• AIM:
Please present the lines of all the records below as a numbered list, leaving out blank lines and the pictures.

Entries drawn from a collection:

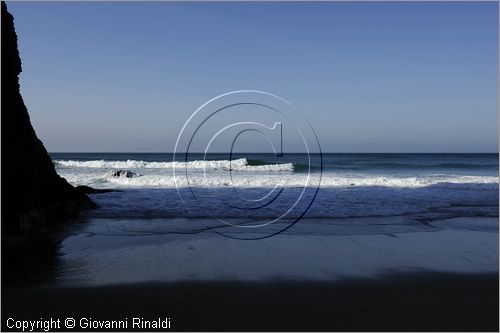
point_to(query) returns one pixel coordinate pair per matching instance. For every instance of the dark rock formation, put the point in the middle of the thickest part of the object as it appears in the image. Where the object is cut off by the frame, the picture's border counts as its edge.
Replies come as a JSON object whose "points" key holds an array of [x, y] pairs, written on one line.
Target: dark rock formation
{"points": [[33, 195], [124, 173], [89, 190]]}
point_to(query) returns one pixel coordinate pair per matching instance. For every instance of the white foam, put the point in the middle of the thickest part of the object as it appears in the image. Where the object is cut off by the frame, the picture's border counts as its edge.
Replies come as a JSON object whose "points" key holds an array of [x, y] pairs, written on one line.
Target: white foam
{"points": [[239, 164]]}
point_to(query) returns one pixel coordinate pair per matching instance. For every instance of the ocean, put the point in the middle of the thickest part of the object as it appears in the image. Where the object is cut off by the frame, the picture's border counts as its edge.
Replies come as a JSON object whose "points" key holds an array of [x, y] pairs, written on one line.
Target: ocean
{"points": [[309, 217]]}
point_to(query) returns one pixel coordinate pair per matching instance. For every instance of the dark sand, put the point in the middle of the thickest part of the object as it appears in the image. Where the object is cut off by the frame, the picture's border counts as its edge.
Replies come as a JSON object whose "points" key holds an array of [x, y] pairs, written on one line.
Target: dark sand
{"points": [[416, 302]]}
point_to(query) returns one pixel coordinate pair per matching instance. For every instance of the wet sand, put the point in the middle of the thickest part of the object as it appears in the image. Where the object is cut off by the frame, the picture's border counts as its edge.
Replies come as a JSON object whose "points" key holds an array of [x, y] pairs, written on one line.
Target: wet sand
{"points": [[394, 302]]}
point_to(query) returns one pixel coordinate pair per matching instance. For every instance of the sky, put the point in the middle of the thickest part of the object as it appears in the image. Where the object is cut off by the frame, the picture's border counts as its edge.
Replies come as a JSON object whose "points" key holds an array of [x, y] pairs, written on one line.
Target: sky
{"points": [[369, 77]]}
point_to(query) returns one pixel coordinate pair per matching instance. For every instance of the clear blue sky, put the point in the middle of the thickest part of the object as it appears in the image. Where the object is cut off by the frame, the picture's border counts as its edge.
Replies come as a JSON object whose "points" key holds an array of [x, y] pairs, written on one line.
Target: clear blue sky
{"points": [[370, 77]]}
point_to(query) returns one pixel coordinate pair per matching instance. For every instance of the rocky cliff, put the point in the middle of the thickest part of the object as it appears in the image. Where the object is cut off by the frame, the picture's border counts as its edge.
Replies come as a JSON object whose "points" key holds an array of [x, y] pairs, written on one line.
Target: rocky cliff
{"points": [[33, 195]]}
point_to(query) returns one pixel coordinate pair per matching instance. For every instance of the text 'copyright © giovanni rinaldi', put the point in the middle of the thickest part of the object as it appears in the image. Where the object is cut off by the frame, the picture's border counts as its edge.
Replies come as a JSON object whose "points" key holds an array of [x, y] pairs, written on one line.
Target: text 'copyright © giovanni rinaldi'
{"points": [[83, 323]]}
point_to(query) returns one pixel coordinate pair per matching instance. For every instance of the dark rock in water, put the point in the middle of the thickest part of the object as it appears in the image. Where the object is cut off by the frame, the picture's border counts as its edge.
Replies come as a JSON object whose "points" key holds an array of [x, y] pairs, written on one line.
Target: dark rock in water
{"points": [[90, 190], [124, 173], [34, 196]]}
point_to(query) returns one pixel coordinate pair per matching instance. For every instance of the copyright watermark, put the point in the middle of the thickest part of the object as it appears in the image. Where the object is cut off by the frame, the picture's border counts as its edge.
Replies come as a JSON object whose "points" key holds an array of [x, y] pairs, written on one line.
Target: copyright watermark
{"points": [[84, 323], [250, 160]]}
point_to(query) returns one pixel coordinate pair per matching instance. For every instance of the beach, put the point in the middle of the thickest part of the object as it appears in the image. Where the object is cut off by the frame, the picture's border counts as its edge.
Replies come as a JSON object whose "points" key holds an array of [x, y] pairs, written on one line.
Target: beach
{"points": [[387, 244]]}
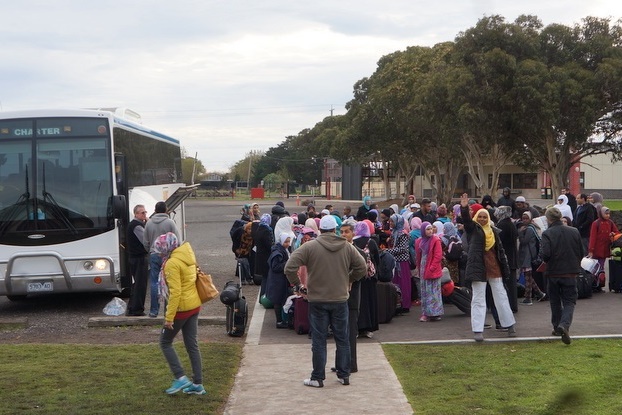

• PROBLEM SOLUTION:
1. point_to(query) returns one pixel coordinate pair per matching instance. For every instance of the dark rock formation, put the point in the middle of the thickest part of the object as it appears in the image. Where the object is cut off by the frame, the picture's border counts as its edge.
2. Replies come as a JSON object whose "points" key holds an array of [x, y] pairs, written on one line.
3. Target: dark rock formation
4. {"points": [[33, 195], [124, 173], [89, 190]]}
5. point_to(query) returns one pixel coordinate pair per matching instance. For every instance of the white foam, put the point in the middle of the thickest part of the object as it appears in the image. Where the object is cut off by the frame, the picture's border counts as its edge.
6. Replies come as a JSON object whose "points" key holds an array of [x, y] pairs, written on one line.
7. Target: white foam
8. {"points": [[239, 164]]}
9. point_to(query) returns one pixel coordinate pair per matching instance. For every instance of the ocean, put the point in the middle of the thickest part of the object as it appears in the image. Where the object is cut off by the frame, the picture's border counts as its edge.
10. Replies come as a JSON object whose "points" key holds an array of [x, y] pairs, written on one line.
11. Target: ocean
12. {"points": [[309, 217]]}
13. point_to(query) returns one pixel coordinate pair per matching instance. For every instance of the dark sand, put the point in the middle of the thickest part of the object as it appears in the image. Where the object is cut off by the frame, the picture's border counts as its edge.
14. Replies come as a JSON object whose "points" key holds an array of [x, y] pairs, written on one line.
15. Target: dark sand
16. {"points": [[416, 302]]}
17. point_to(query) returns one pixel coordinate pair per matching instance. For every instance of the wet sand, put the point in the middle of the thickest part of the object as it appears in the image. Where the object is cut off by the frame, the picture's border counts as its edge.
18. Replies come as a JSON object whose "points" key holds an array of [x, y] pairs, written on one line.
19. Target: wet sand
20. {"points": [[394, 302]]}
21. point_to(query) returns one pixel coordinate pair per matching instance. For every instance of the sky, put the point in the middle of the thickest part of the object as it appears in the image. Where the object is cut off by the frame, the picture's border counts as its edge.
22. Replies come as a JSON object whose "points" key holds an array of [x, y] pairs, written on one line.
23. Target: sky
24. {"points": [[369, 77]]}
25. point_to(query) returns one pixel coordinate pair per matching instance. For every instance of the clear blue sky, put the point in the middle of the thickest part of the object as it appears in the image. Where the object is cut off by the frame, the picture's border counts as its edge.
26. Replies come as a JSON object whose "points" key holds an array of [x, y] pairs, written on one line.
27. Target: clear blue sky
28. {"points": [[370, 77]]}
29. point_to(query) returns one pixel coordinate pair per matching instance. For every instance of the rocky cliff, put the point in the middle of the thickest part of the object as it appears in the image. Where the object is cut off by the frame, the picture's border counts as its edge.
30. Replies come as a JSON object whose "points" key holds an array of [x, y] pairs, written on one line.
31. Target: rocky cliff
32. {"points": [[33, 195]]}
33. point_to(query) returns one pixel coordinate pair per matching instance. For every instance of the text 'copyright © giovanni rinaldi', put the point in the middle of the thickest part of the object as it appears in the image. Where the object is cut off by the frame, the picture's border counts as its edge.
34. Replies come as a JSON object whose "points" key holds an array of [x, y] pairs, written on one line.
35. Target: text 'copyright © giovanni rinaldi'
36. {"points": [[83, 323]]}
37. point_to(query) returns one pixel coordinate pair per matching instance. For every instance of the dark rock in water, put the point in the middle of the thickest part of the object as it appears in the image. Where the object is cut off by the frame, the picture's border counts as its edge.
38. Replies come as a JSON object whose "points" key holds an array of [x, y] pairs, written on one line.
39. Target: dark rock in water
40. {"points": [[90, 190], [124, 173], [34, 196]]}
41. point_to(query) returns one pixel coordinate pair per matching instance. For every instance of the copyright watermark, put the point in the middle of the thickest part of the object as it appears in the image. Where the object is cut off by the frame, the picture's border counts as its edge.
42. Replies come as a JSON object whose "points" key holds an array of [x, y] pairs, written on one line.
43. Target: copyright watermark
44. {"points": [[84, 323], [250, 160]]}
45. point_to(query) returns one pixel coordinate pair per matching instance. For every instance of the beach, put the point in the middle of the thickest part of the object as it appears in the image. Where the object is cut off by the frame, the picture's border counts as its edge.
46. Replies come as a JSON object whose "points" key holds an array of [x, y] pairs, written on one line.
47. Target: beach
48. {"points": [[387, 244]]}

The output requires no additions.